● Required action:
Go through the entries below and return every line that contains "after".

● Input:
━━━━━━━━━━━━━━━━━━━━━━━━━━━━━━

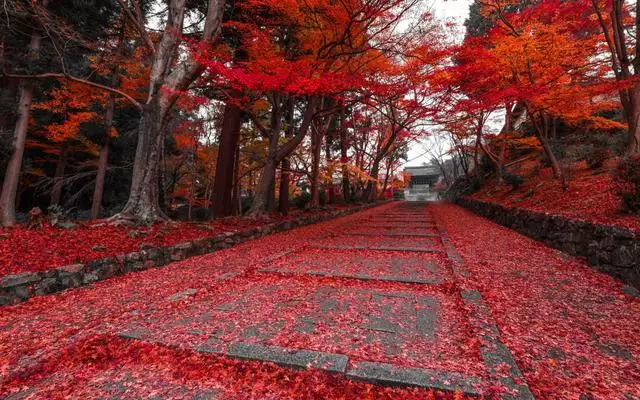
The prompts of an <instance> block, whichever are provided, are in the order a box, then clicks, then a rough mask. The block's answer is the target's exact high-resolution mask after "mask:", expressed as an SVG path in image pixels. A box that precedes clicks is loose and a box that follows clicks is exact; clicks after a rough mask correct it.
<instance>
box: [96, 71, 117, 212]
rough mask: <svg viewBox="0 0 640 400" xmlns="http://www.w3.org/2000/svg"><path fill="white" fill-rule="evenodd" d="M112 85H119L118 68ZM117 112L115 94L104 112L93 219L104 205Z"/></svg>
mask: <svg viewBox="0 0 640 400" xmlns="http://www.w3.org/2000/svg"><path fill="white" fill-rule="evenodd" d="M111 85H112V86H113V87H116V86H117V85H118V73H117V70H116V68H114V70H113V75H112V78H111ZM114 112H115V96H114V95H113V94H112V95H110V96H109V100H108V102H107V109H106V110H105V114H104V144H103V145H102V148H100V157H99V158H98V173H97V174H96V184H95V186H94V189H93V200H92V201H91V219H97V218H98V216H99V215H100V208H101V207H102V196H103V194H104V180H105V177H106V176H107V167H108V164H109V148H110V147H111V130H112V129H113V114H114Z"/></svg>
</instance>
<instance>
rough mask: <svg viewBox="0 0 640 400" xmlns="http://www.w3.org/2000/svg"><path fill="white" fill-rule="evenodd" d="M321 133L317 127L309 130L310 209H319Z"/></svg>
mask: <svg viewBox="0 0 640 400" xmlns="http://www.w3.org/2000/svg"><path fill="white" fill-rule="evenodd" d="M321 149H322V131H321V129H320V127H318V126H317V125H316V126H315V127H313V129H312V130H311V202H310V204H309V206H310V207H311V208H318V207H320V150H321Z"/></svg>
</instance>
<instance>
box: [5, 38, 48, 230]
mask: <svg viewBox="0 0 640 400" xmlns="http://www.w3.org/2000/svg"><path fill="white" fill-rule="evenodd" d="M40 42H41V38H40V34H39V33H38V32H33V33H32V34H31V43H30V44H29V52H30V58H31V60H32V61H33V60H35V59H36V58H37V57H38V54H39V52H40ZM34 83H35V82H34V81H33V80H23V81H22V82H21V85H22V87H21V88H20V100H19V102H18V118H17V120H16V124H15V128H14V131H13V151H12V152H11V156H10V157H9V162H8V163H7V169H6V170H5V175H4V180H3V181H2V193H1V194H0V223H1V224H2V226H13V225H15V223H16V194H17V191H18V183H19V182H20V172H21V170H22V155H23V154H24V144H25V142H26V140H27V130H28V128H29V114H30V112H31V104H32V102H33V89H34Z"/></svg>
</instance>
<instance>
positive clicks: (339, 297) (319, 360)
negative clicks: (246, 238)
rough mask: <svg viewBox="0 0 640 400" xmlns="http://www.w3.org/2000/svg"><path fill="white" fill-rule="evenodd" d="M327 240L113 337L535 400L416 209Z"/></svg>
mask: <svg viewBox="0 0 640 400" xmlns="http://www.w3.org/2000/svg"><path fill="white" fill-rule="evenodd" d="M354 227H357V229H354ZM380 230H382V231H380ZM324 236H325V237H324V238H318V239H317V240H314V241H312V242H310V243H308V244H306V245H303V246H301V247H299V248H296V249H292V250H290V251H286V252H284V253H281V254H278V255H276V256H270V257H268V258H266V259H264V260H262V261H261V262H260V263H259V266H258V268H257V270H256V273H255V274H251V275H249V276H246V277H245V278H244V279H242V280H236V281H234V282H229V283H228V284H227V285H225V286H226V287H225V289H224V290H221V291H218V292H216V293H212V294H202V295H197V296H196V294H197V290H196V289H194V290H192V291H191V292H184V293H178V294H176V295H173V296H172V301H177V300H180V299H182V298H184V297H186V296H194V298H193V299H191V300H190V301H189V302H188V306H185V307H179V308H174V309H167V308H166V307H160V308H151V309H148V310H147V312H145V313H140V314H139V315H137V317H136V318H134V319H132V320H129V321H128V323H127V325H126V326H125V327H123V329H122V330H121V332H120V333H119V334H120V335H121V336H122V337H124V338H128V339H131V340H137V341H145V342H150V343H154V344H162V345H165V346H170V347H178V348H185V349H190V350H194V351H196V352H201V353H214V354H221V355H224V356H229V357H234V358H239V359H249V360H260V361H268V362H274V363H277V364H279V365H282V366H285V367H293V368H316V369H320V370H325V371H329V372H334V373H339V374H343V375H344V376H346V377H348V378H352V379H362V380H366V381H369V382H374V383H378V384H390V385H411V386H419V387H425V388H436V389H441V390H447V391H452V392H463V393H465V394H467V395H483V394H487V393H488V392H487V390H488V388H489V387H490V386H491V384H495V383H500V384H503V385H505V387H506V388H508V389H509V390H510V391H511V393H512V394H513V397H511V398H521V399H526V398H532V396H531V394H530V392H529V390H528V388H527V387H526V385H524V384H521V385H518V384H516V383H515V382H516V380H517V379H518V378H519V377H520V376H519V371H518V368H517V365H516V364H515V362H514V360H513V358H512V356H511V354H510V353H509V350H508V349H507V348H506V347H505V346H504V345H503V344H502V343H501V342H500V340H499V335H498V332H497V329H496V327H495V324H493V323H492V322H490V321H491V317H490V315H489V312H488V310H487V308H486V306H485V305H484V303H483V301H482V298H481V296H480V294H479V293H478V292H477V291H474V290H467V289H462V288H458V287H457V284H456V282H457V279H456V273H455V271H456V268H453V266H454V264H459V263H460V257H459V255H458V254H457V252H456V250H455V247H454V246H453V245H452V244H451V242H450V240H449V239H448V238H447V236H446V233H445V232H444V231H443V230H442V229H441V228H440V227H438V226H437V225H436V223H435V221H434V220H433V218H432V217H431V216H430V215H429V214H428V213H427V212H426V211H425V206H424V205H422V204H417V205H413V204H403V205H400V206H397V207H394V208H391V209H389V210H386V212H384V213H376V214H374V215H372V216H370V217H369V216H367V217H362V218H357V219H355V220H353V221H350V222H349V224H347V225H343V226H340V227H339V228H338V229H336V230H334V231H331V232H327V234H326V235H324ZM459 267H460V266H458V268H459ZM265 274H267V275H270V276H269V280H265ZM265 305H268V306H265ZM464 305H467V309H465V307H464ZM240 316H242V317H241V318H240ZM468 343H481V344H480V345H472V346H468V345H466V344H468ZM460 360H464V362H462V363H461V362H460ZM503 364H504V365H508V366H509V369H508V371H506V372H505V371H502V370H500V371H499V369H500V367H501V365H503Z"/></svg>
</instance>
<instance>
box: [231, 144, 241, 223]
mask: <svg viewBox="0 0 640 400" xmlns="http://www.w3.org/2000/svg"><path fill="white" fill-rule="evenodd" d="M233 170H234V173H233V195H232V198H231V202H232V203H233V208H232V212H231V215H241V214H242V198H241V196H240V195H241V193H242V180H241V178H240V146H236V159H235V168H234V169H233Z"/></svg>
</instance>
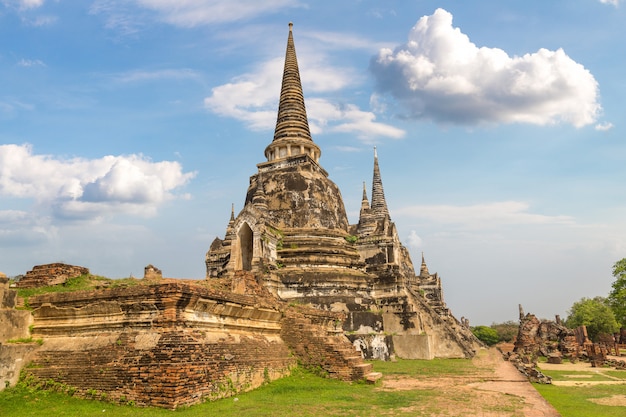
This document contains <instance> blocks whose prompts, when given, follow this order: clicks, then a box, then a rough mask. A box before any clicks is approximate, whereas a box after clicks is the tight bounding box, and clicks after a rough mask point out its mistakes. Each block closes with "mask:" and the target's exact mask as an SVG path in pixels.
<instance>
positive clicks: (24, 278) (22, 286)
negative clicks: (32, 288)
mask: <svg viewBox="0 0 626 417" xmlns="http://www.w3.org/2000/svg"><path fill="white" fill-rule="evenodd" d="M88 273H89V269H87V268H84V267H82V266H74V265H67V264H64V263H54V264H46V265H37V266H34V267H33V269H32V270H30V271H28V272H27V273H26V275H25V276H24V277H23V278H22V279H21V280H19V281H18V282H17V286H18V287H20V288H35V287H43V286H46V285H58V284H63V283H65V282H66V281H67V280H68V279H70V278H75V277H78V276H80V275H86V274H88Z"/></svg>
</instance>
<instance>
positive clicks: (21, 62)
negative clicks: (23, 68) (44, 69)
mask: <svg viewBox="0 0 626 417" xmlns="http://www.w3.org/2000/svg"><path fill="white" fill-rule="evenodd" d="M17 65H18V66H20V67H27V68H29V67H45V66H46V64H44V63H43V61H41V60H39V59H24V58H22V59H20V60H19V61H18V62H17Z"/></svg>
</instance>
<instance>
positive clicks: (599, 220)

━━━━━━━━━━━━━━━━━━━━━━━━━━━━━━

● Output for this exercise:
The prompts of an <instance> block, whichever are provided, are in the order a box, then clicks, then a rough mask. The block's answer is the target's exact high-resolution mask after "mask:", expressed as an SVG path in image pixels. A box that precedes clicks is loose and a box that follows clicks is exact; clicks after a rough mask correct it.
This document contains <instance> blocks whose prompts, when given, follow this order: clicks, then a box, then a rough mask. A box before any clicks is approximate, whereas a box after clicks is the tight bounding box, and clicks after a rough mask point out its mistakes. Each block closes with "mask:" and the target's exact mask as an SVG path in pixels.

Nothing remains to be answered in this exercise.